■ Testo di riferimento
È un sabato d’autunno, grigio e piovoso, e come ogni mese siamo all’ambulatorio allestito nella Chiesa della Misericordia di Bologna, vicino a Porta Castiglione. Qui, a turno, noi volontari di AMOA – Associazione Medici Oculisti per l’Africa, visitiamo da anni persone senza fissa dimora, ospiti di strutture di accoglienza, italiani e stranieri che vivono in condizioni di estrema fragilità.
Questa volta tocca a me, Sergio Tabacchi, fare le visite oculistiche. Con me ci sono Silvia, la nostra segretaria precisa e instancabile, Andrea, ottico esperto e prezioso, e due giovani volontarie: Margherita, futura ortottista, e Jennifer, neolaureata in medicina, alla sua prima esperienza sul campo.
Come sempre, i pazienti sono tanti. Donne e uomini che si portano addosso storie di abbandono, di povertà, di esistenze rotte.
C’è una donna che vive per strada da anni. Ha con sé tutto il suo mondo, chiuso dentro un grande sacco nero di plastica, per proteggerlo dalla pioggia. Ha perso gli occhiali.
C’è un vecchio sassofonista americano, venuto in Italia per amore. Ora è malato, quasi cieco, e non aspetta altro che il suo tempo finisca. Possiamo fare poco, ormai.
Poi, due volti ci colpiscono nel profondo: sono due donne palestinesi, scappate dalla guerra. Parlano attraverso un interprete.
La prima è arrivata in Italia con due figlie ferite durante un bombardamento a Gaza. Le altre due, le più piccole, di 4 e 6 anni, sono morte.

■ Compiti da svolgere
1 > Trascrivi il passo del testo sull'ambulatorio oculistico compreso tra "Questa volta tocca" e "di esistenze rotte.", estremi inclusi.
2 > Secondo il testo sull'ambulatorio oculistico, in quale chiesa di Bologna è allestito l'ambulatorio?
I dati riportati di seguito provengono da una fonte diversa.

■ Dati
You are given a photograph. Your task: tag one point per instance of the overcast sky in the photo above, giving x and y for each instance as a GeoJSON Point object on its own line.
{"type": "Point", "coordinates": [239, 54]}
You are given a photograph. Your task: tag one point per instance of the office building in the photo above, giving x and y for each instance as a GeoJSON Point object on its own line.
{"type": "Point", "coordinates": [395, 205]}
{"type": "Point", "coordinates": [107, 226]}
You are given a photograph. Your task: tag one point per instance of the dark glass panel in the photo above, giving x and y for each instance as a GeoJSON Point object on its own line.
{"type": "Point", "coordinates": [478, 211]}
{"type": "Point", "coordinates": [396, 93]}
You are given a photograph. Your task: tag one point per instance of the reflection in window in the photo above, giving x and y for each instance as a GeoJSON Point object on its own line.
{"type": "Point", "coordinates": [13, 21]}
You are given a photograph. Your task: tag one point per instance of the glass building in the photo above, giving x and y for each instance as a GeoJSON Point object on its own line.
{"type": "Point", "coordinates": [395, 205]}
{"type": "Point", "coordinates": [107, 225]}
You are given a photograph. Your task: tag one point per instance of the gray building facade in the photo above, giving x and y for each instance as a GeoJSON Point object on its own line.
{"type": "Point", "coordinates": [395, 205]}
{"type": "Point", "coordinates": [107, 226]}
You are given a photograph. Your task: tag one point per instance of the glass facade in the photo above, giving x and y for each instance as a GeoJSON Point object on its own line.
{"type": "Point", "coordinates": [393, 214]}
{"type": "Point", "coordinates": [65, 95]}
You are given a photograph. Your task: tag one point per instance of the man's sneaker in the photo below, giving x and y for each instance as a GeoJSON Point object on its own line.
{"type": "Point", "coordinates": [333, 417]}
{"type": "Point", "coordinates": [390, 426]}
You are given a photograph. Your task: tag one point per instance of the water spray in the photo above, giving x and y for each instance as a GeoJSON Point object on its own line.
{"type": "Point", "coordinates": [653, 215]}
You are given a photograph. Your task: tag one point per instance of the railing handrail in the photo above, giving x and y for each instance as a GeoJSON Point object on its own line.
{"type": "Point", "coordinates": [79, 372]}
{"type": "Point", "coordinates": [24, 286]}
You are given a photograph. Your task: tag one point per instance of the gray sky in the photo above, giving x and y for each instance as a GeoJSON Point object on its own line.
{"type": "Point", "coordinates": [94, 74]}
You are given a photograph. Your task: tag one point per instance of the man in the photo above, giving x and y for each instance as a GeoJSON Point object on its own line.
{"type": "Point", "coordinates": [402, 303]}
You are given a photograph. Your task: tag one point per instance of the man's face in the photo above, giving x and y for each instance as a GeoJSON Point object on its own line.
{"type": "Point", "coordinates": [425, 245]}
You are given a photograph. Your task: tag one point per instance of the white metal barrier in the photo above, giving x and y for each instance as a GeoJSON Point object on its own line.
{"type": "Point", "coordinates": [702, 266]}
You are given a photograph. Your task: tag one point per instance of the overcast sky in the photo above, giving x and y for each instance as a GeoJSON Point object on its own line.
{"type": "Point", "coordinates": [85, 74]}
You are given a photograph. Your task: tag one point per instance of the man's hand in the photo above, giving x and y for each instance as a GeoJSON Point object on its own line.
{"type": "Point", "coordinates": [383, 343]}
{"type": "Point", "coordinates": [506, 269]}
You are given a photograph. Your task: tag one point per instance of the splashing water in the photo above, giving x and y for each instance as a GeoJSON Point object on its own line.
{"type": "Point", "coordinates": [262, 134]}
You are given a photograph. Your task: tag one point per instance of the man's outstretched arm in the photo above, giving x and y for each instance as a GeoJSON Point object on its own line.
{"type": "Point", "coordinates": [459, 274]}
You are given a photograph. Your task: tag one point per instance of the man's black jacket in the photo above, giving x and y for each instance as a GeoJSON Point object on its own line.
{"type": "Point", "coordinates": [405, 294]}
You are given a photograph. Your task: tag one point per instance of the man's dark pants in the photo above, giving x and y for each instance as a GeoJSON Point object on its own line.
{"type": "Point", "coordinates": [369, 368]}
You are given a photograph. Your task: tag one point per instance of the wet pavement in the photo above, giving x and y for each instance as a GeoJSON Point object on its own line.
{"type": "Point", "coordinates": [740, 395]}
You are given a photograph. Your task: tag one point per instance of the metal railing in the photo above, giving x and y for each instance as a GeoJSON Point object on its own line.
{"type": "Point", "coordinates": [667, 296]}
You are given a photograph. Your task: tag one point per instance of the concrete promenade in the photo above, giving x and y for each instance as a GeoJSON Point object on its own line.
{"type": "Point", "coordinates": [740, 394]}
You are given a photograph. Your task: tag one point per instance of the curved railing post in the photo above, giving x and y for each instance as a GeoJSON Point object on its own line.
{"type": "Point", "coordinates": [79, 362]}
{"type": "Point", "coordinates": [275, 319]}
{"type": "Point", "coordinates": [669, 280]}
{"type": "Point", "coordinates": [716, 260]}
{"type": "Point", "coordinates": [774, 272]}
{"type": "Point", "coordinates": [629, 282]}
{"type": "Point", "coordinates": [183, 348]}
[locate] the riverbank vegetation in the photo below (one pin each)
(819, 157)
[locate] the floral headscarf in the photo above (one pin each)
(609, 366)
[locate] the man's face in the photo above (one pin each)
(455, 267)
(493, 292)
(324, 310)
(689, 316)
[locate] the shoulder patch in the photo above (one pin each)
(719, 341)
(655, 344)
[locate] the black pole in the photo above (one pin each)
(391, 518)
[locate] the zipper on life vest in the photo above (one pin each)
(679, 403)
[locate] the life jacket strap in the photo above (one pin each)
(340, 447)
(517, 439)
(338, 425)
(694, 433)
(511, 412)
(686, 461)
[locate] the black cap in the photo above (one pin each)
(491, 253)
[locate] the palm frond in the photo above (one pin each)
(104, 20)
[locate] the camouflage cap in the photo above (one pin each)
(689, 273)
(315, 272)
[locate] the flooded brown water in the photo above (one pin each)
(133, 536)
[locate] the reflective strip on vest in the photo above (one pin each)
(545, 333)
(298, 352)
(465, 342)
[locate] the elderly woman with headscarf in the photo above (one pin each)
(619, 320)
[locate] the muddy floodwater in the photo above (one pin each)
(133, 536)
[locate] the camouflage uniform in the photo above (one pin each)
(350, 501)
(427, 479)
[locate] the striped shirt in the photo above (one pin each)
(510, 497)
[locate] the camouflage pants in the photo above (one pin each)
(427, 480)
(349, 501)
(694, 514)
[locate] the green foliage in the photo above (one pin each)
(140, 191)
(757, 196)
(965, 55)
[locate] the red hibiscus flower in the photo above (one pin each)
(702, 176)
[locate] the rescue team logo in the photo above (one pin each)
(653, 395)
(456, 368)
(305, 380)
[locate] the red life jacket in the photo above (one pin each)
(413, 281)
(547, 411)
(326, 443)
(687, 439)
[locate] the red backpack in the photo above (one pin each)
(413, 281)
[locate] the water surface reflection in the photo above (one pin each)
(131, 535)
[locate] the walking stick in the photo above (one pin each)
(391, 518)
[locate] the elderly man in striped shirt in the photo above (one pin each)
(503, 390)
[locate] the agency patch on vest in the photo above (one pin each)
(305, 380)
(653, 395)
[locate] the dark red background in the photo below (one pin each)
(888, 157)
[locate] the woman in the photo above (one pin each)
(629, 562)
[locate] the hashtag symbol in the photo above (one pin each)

■ Risposte ai compiti
1 >
Questa volta tocca a me, Sergio Tabacchi, fare le visite oculistiche. Con me ci sono Silvia, la nostra segretaria precisa e instancabile, Andrea, ottico esperto e prezioso, e due giovani volontarie: Margherita, futura ortottista, e Jennifer, neolaureata in medicina, alla sua prima esperienza sul campo.
Come sempre, i pazienti sono tanti. Donne e uomini che si portano addosso storie di abbandono, di povertà, di esistenze rotte.

2 > Nella Chiesa della Misericordia, vicino a Porta Castiglione.